### Work to be completed
Count the lines below that contain the string "sliding". Return only the count.
------ The input ------
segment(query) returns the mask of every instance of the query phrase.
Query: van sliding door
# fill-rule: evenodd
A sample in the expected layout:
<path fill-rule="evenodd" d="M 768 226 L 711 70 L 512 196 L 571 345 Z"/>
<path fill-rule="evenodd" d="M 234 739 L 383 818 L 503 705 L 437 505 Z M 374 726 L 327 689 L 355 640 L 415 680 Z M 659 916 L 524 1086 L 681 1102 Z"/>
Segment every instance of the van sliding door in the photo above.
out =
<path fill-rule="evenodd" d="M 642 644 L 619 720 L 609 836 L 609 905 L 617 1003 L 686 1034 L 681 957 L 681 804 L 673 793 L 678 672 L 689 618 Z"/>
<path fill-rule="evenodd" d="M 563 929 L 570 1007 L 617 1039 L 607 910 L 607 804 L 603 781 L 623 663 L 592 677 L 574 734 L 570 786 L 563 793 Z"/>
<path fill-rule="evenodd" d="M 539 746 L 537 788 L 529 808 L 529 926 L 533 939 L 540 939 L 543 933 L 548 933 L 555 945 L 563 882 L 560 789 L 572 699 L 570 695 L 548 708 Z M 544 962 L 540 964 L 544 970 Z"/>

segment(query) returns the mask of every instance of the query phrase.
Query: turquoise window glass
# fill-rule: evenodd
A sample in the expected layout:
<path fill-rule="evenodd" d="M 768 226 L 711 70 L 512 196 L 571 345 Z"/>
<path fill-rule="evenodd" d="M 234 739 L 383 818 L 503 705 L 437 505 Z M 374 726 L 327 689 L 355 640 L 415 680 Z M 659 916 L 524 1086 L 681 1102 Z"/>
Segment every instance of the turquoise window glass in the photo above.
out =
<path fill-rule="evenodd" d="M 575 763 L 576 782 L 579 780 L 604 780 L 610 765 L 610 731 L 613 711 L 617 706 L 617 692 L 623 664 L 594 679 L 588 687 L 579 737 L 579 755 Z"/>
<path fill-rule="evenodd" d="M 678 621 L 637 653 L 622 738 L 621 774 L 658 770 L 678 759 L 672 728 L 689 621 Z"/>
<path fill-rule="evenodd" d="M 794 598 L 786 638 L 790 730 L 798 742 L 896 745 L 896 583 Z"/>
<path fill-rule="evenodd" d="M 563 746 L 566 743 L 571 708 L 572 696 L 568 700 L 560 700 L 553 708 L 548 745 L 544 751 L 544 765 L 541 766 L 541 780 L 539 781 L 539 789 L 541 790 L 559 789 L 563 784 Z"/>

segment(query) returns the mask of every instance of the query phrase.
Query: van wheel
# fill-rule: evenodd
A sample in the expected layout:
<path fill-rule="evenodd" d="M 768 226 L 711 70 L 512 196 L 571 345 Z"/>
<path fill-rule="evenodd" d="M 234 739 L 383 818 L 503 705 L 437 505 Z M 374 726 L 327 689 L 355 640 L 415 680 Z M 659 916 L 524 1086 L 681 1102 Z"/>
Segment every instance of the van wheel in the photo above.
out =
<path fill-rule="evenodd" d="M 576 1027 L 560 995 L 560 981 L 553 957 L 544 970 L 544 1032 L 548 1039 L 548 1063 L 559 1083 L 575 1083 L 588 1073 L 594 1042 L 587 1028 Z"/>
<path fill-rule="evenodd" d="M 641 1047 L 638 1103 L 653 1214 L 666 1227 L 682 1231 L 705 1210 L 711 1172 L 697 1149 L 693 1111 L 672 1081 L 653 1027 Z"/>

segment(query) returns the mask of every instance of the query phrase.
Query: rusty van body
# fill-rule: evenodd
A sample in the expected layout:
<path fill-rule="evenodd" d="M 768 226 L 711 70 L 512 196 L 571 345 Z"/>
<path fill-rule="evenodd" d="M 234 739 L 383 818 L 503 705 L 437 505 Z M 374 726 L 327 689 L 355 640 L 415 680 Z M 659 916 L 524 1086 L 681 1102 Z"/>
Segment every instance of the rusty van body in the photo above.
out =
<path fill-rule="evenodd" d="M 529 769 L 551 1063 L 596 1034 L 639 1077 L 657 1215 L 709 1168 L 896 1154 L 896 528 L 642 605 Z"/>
------
### Exercise output
2